-- BEGIN Extract to read --

2006-03-23 Thread Chris Casciano


On Mar 22, 2006, at 12:36 PM, Robert Bachmann wrote:


Hi Chris,

Thanks for your feedback.
Please note that feed title, feed updated, feed id and feed link
aren't covered by hAtom 0.1.
So we (the stylesheet authors) needed to come up with our own  
extraction

methods, which I'll outline with some pseudo-code.



As I posed in IRC yesterday -- is it really up to the stylesheet /  
authors of consumers to determine this stuff? Almost definitely this  
should become part of the spec/wiki and consensus reached -- both for  
the benefit of tool authors -- but also the benefit of page builders  
like myself who are trying to reconcile differences between hAtom and  
the Atom spec and wondering how they work together..


Since then I've relaunched my site ChunkySoup.net --  
http://chunkysoup.net/ -- with hAtom 0.1 (and hCard) support.


My updated comments below reflect the current extraction of the hAtom  
content at:


http://chunkysoup.net/extras/behindcs/
http://www.lukearno.com/projects/hatom2atom/? 
url=http%3A%2F%2Fchunkysoup.net%2Fextras%2Fbehindcs%2Fctype=text%2Fxml
http://feedvalidator.org/check.cgi?

-- END Extract to read --
-- BEGIN Data supplied --

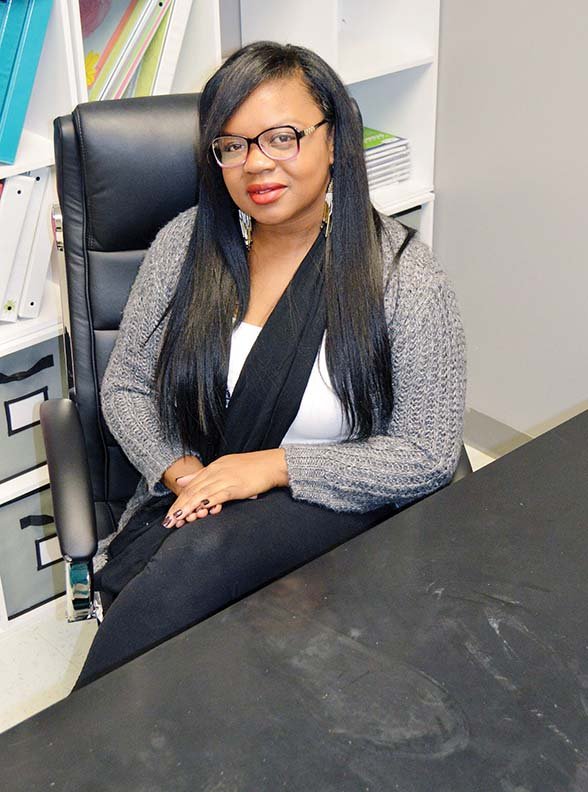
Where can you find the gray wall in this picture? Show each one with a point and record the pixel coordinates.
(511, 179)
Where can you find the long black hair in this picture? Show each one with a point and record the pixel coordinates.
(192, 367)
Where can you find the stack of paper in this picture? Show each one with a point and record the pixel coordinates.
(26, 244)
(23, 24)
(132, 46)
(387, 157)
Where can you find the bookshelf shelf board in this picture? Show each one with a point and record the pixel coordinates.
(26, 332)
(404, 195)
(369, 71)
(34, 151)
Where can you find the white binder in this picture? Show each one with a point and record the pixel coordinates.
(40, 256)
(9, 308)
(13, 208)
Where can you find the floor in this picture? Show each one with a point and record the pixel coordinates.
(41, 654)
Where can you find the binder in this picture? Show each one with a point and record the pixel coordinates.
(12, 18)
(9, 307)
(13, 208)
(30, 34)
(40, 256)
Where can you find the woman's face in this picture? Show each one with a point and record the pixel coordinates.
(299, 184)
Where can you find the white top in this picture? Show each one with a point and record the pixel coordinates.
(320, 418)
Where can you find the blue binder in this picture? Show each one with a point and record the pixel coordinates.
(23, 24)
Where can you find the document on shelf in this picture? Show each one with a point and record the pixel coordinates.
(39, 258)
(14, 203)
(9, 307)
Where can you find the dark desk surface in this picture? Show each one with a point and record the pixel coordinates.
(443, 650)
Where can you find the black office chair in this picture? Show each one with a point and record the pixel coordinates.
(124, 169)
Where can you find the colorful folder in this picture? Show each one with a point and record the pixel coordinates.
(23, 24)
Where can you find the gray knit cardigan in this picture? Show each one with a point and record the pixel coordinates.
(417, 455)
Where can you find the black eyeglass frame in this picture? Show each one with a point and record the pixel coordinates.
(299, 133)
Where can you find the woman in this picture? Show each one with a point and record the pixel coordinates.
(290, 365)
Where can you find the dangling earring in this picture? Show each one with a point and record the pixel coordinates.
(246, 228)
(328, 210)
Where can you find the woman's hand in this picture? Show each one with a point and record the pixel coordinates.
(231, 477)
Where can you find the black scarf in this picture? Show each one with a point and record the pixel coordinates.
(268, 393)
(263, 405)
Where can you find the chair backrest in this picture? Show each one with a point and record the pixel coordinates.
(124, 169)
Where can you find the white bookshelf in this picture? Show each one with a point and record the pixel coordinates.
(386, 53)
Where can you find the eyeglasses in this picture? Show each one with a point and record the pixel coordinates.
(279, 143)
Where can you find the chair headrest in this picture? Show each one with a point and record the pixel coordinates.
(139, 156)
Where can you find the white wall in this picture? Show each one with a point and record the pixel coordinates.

-- END Data supplied --

Given exercise 1.
In the rows, begin at the line that has "Where can you find the black eyeglass" and stop at the last row. Swap "chair" for "seat" in that span, change nothing else, and return only those lines.
Given exercise 2.
Extend the mailing-list message about hAtom extraction from the point where it stops.

Exercise response 1.
Where can you find the black eyeglass frame in this picture? Show each one with a point and record the pixel coordinates.
(299, 133)
Where can you find the woman in this picture? Show each one with a point and record the pixel coordinates.
(290, 365)
Where can you find the dangling earring in this picture? Show each one with a point and record the pixel coordinates.
(246, 228)
(328, 210)
Where can you find the woman's hand in this picture? Show each one with a point and record the pixel coordinates.
(231, 477)
Where can you find the black scarf in this picture? Show each one with a point and record the pixel coordinates.
(268, 393)
(263, 405)
Where can you find the seat backrest in this picture? Show each one with a point and record the pixel coordinates.
(124, 169)
Where can you find the white bookshelf in this picture? Show each one with a point and record the pixel coordinates.
(386, 53)
Where can you find the eyeglasses in this picture? Show each one with a point and record the pixel coordinates.
(279, 143)
Where can you find the seat headrest in this picture? Show each one with a point and record the pixel coordinates.
(139, 156)
Where can you find the white wall in this picture? Show each one with a point and record the pixel coordinates.

Exercise response 2.
url=http%3A%2F%2Fwww.lukearno.com%2Fprojects%2Fhatom2atom%2F%3Furl%3Dhtt 
p%253A%252F%252Fchunkysoup.net%252Fextras%252Fbehindcs%252F%26ctype%3Dte 
xt%252Fxml



Chris Casciano wrote:

In Example 1:

Error 1: Field Feed-updated is an empty tag -- TOOL error

(see below)


Error 2: Field Feed-id is an enpty tag -- TOOL error


 # $source-uri is an xsl:param for the stylesheet

 IF $hfeed-level/a:[EMAIL PROTECTED]bookmark]
FEED-ID = $feed-level/a:[EMAIL PROTECTED]bookmark]/@href
 ELSE IF [EMAIL PROTECTED] != ]
FEED-ID = $source-uri + # + @id
 ELSE
FEED-ID = $source-uri

Note: The proxy had a bug, it didn't pass $source-uri to the XSL - this
is fixed now.


I see that and it seems to be working, though I now get the new  
warning:


line 5, column 94: Same-document reference [help]
... tras/behindcs/#posts type=text/html/




Warning 2: Feed Missing atom:link with rel=self -- would be TOOL

So what should that link look like?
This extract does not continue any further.